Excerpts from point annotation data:
▶

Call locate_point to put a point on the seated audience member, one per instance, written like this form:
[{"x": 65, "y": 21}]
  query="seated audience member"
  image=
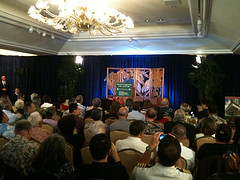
[
  {"x": 75, "y": 112},
  {"x": 213, "y": 111},
  {"x": 167, "y": 111},
  {"x": 100, "y": 148},
  {"x": 37, "y": 102},
  {"x": 46, "y": 102},
  {"x": 29, "y": 108},
  {"x": 168, "y": 153},
  {"x": 114, "y": 107},
  {"x": 5, "y": 129},
  {"x": 222, "y": 145},
  {"x": 122, "y": 122},
  {"x": 135, "y": 114},
  {"x": 79, "y": 99},
  {"x": 207, "y": 127},
  {"x": 37, "y": 132},
  {"x": 96, "y": 103},
  {"x": 50, "y": 113},
  {"x": 179, "y": 118},
  {"x": 66, "y": 127},
  {"x": 134, "y": 140},
  {"x": 179, "y": 131},
  {"x": 150, "y": 116},
  {"x": 7, "y": 108},
  {"x": 19, "y": 152},
  {"x": 51, "y": 160}
]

◀

* [The task] Copy out every one of the items above word for word, omitting the pictures.

* [Correct answer]
Call locate_point to put a point on the seated audience member, one per instance, written like this form:
[{"x": 65, "y": 21}]
  query="seated audience member"
  image=
[
  {"x": 75, "y": 112},
  {"x": 213, "y": 111},
  {"x": 167, "y": 111},
  {"x": 100, "y": 148},
  {"x": 37, "y": 102},
  {"x": 46, "y": 102},
  {"x": 29, "y": 108},
  {"x": 168, "y": 153},
  {"x": 114, "y": 107},
  {"x": 5, "y": 129},
  {"x": 222, "y": 145},
  {"x": 122, "y": 122},
  {"x": 135, "y": 114},
  {"x": 79, "y": 99},
  {"x": 207, "y": 127},
  {"x": 37, "y": 132},
  {"x": 96, "y": 103},
  {"x": 50, "y": 113},
  {"x": 179, "y": 118},
  {"x": 66, "y": 127},
  {"x": 134, "y": 140},
  {"x": 179, "y": 131},
  {"x": 150, "y": 116},
  {"x": 7, "y": 108},
  {"x": 19, "y": 152},
  {"x": 51, "y": 160}
]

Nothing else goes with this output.